** The task **
Take the entries below and give them back exactly. Leave out nothing.

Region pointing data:
^^^^^^^^

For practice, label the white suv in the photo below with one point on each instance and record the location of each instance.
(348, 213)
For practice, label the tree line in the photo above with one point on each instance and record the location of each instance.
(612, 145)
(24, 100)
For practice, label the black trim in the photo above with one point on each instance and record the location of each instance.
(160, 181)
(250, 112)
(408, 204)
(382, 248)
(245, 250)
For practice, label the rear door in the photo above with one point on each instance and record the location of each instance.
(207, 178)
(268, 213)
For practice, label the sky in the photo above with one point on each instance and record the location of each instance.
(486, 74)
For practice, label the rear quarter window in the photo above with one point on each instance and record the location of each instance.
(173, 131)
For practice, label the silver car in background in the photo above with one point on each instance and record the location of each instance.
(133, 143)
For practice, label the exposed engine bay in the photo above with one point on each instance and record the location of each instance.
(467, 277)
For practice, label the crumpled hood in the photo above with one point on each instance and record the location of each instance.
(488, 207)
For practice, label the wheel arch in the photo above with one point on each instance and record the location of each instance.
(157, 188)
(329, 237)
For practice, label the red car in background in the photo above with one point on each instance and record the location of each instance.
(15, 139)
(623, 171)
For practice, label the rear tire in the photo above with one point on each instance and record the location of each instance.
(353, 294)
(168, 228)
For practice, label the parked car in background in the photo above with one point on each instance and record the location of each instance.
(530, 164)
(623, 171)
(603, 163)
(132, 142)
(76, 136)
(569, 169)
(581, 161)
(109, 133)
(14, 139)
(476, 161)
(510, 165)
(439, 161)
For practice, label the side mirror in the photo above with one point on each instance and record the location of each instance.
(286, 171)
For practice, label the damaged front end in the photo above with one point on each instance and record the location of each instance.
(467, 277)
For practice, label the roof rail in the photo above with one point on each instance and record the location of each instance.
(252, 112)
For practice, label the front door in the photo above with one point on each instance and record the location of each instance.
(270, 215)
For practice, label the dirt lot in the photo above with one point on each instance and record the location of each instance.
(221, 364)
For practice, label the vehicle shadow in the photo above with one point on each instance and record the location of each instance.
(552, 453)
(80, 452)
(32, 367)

^^^^^^^^

** Written response **
For practice, label the white suv in the photo below with one point on each instance and record the location of each instance.
(348, 213)
For practice, label the tree line in the photo above with one point on each instance and record the location of each instance.
(612, 145)
(24, 100)
For practice, label the black trim in the photo above with one point on each instance and record the location of each instance.
(160, 181)
(250, 112)
(408, 204)
(382, 248)
(245, 250)
For practice, label the rear door in the photo above with one point on each instance and record the location of each instance.
(207, 178)
(268, 213)
For practice, label the sky in the photo above with one point on each instance and record the location of each instance.
(486, 74)
For practice, label the rear quarter window in the photo above with one point on each instance and record the location of each instance.
(173, 131)
For practice, label the silver car in background in the photo above with one point on each instance and record the location of each instance.
(133, 143)
For practice, label the exposed engine bay in the photo above with one point on each instance and record the location of each instance.
(467, 277)
For practice, label the crumpled hood in the photo above with one point on each instance and record the location of each instance.
(488, 207)
For practice, label the wheel arch in the photo above with one point on each instance and record the location of each instance.
(157, 188)
(329, 237)
For practice, label the red car in background in the photo above with one point on each instance and record the location of each instance.
(15, 139)
(623, 171)
For practice, label the rear tire in the photo above with one point on each instance and record the location of each instance.
(353, 294)
(168, 228)
For practice, label the parked car in background in the photo above with one point on each instance and record the location of each instance.
(530, 164)
(623, 171)
(603, 163)
(132, 142)
(76, 136)
(569, 169)
(581, 161)
(109, 133)
(14, 139)
(476, 161)
(510, 165)
(439, 161)
For practice, label the side mirror in the photo above with one point on each instance and record the location of each instance.
(286, 171)
For practice, label the damaged front end in the photo above with one point on each instance and record the location of each instance.
(467, 277)
For practice, label the roof rail in the photo above with one point on each instance and record the location of each instance.
(252, 112)
For practice, label the front door in the photo above with one point on each instance and record the location of each instance.
(270, 215)
For practice, label the dirt lot in the photo above with one point on each instance and record the location of each instance.
(221, 364)
For practice, label the vehicle shadow in the photo above with one point on each instance and record the location of each instance.
(552, 453)
(80, 452)
(32, 367)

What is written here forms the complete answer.